━━━━━ TEXT SHOWN

I'd have gotten to you sooner but my paypal account was undergoing an internal audit. I bribed the auditor with some more scrapbooking materials so everything is solvent again...


----------



## Ligget (Oct 11, 2005)

Good job I read Steves post!

Lou I will also require 1 drill bit with my order!

10 x chrome kit
1 x bushing set
1 x drill bit

Thanks[]


----------



## Mac In Oak Ridge (Oct 11, 2005)

Put me down for 10 of the Upgrade Gold. And a set of bushings.


----------



## DCBluesman (Oct 11, 2005)

Steve and Mac--got you covered.  Mark - updated! [8D]


----------



## Ron Mc (Oct 12, 2005)

Lou,
I'm in for:
10 upgrade gold
10 chrome
1 set bushings
1 drill bit
1 partridge in a pear tree
Thanks for the assist!


----------



## hombre4 (Oct 12, 2005)

I'll take 10 Gold Titanium and 10 Platinum...



Thanks....Archie


----------



## Mudder (Oct 12, 2005)

Okay Lou,

2 Chrome
2 Satin Nickel
2 Satin Gold
2 Satin Silver



Scott

P.S. Thanks for coordinating this buy.


----------



## DCBluesman (Oct 12, 2005)

Ron Mc, hombre4 and Mudder are in.  Coach, I made your change.

<b>To all who are ordering:  Be sure to check the numbers I have beside your name in the first post.  That's what I will be ordering for you and the numbers are in the order that the kits and parts are listed on the page.  I can make changes up through Friday, but after that I will have everything on lock down.  Make sure you have thought about bushings (I ordered two sets so I can turn two barrels on the same mandrel) and drill bits.   

REVIEW YOUR ORDER, PLEASE.</b>


----------



## Mudder (Oct 12, 2005)

> _Originally posted by jeff_
> <br />
> 
> 
> ...



Yea, Yea, ......Sure, Sure........

No pictures? Didn't happen. [}] []


----------



## JimGo (Oct 12, 2005)

Lou, I'll take 5 of the chrome and 5 of the satin silver, please.

Scott, didn't you know that Jeff doesn't acutally do any woodworking?


----------



## MDWine (Oct 12, 2005)

5 Satin Silver
1 set bushings

(Like that 2 on a mandrel thing!)


----------



## skewzdust (Oct 12, 2005)

Two bushings....Brilliant!!

I think I'd better stick with one at a time until I get better at this.

Lou, sent you an email. We're having problems with our email filter so I just want to make sure you got it.


----------



## Leather Man (Oct 13, 2005)

━━━━━━━━━━

• _SET TASKS_:
1) From the group order thread above, copy the part that opens with the words containing "(Like that 2" and closes with "you got it.".
2) In the group order thread, up to what day does DCBluesman say he can make changes to orders?

━━━━━ PROVIDED MATERIAL

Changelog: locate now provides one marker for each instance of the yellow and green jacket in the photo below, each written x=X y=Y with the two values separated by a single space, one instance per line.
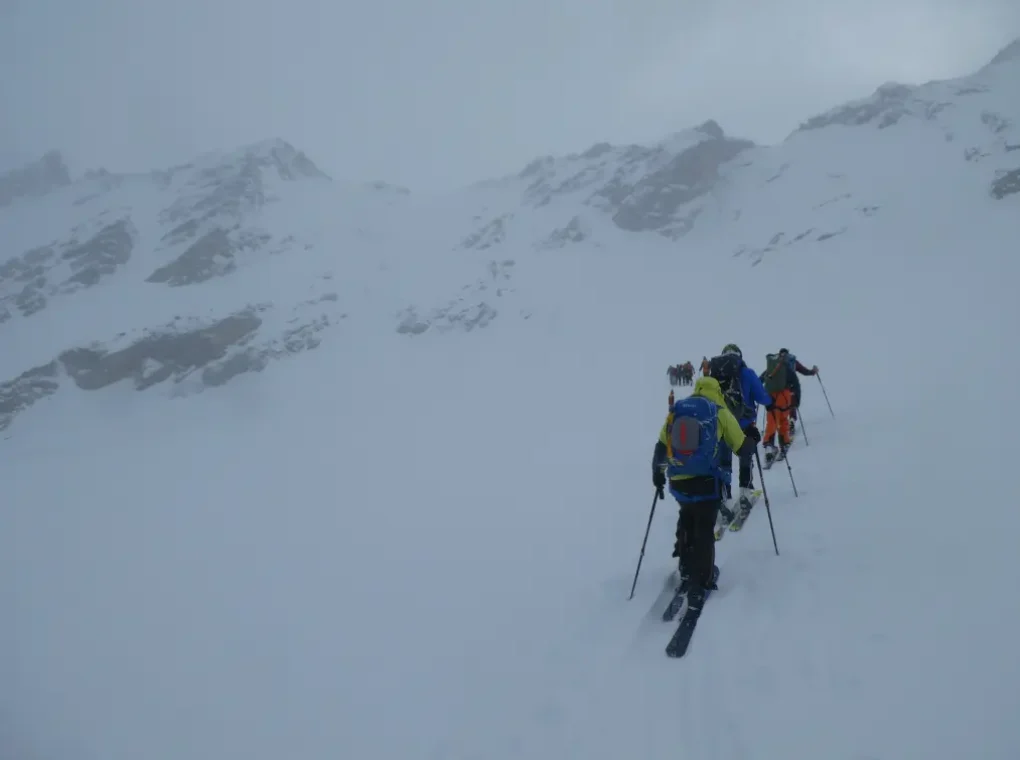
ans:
x=728 y=427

━━━━━━━━━━

• _THE REPLIES_:
1)
(Like that 2 on a mandrel thing!)


----------



## skewzdust (Oct 12, 2005)

Two bushings....Brilliant!!

I think I'd better stick with one at a time until I get better at this.

Lou, sent you an email. We're having problems with our email filter so I just want to make sure you got it.

2) He can make changes up through Friday.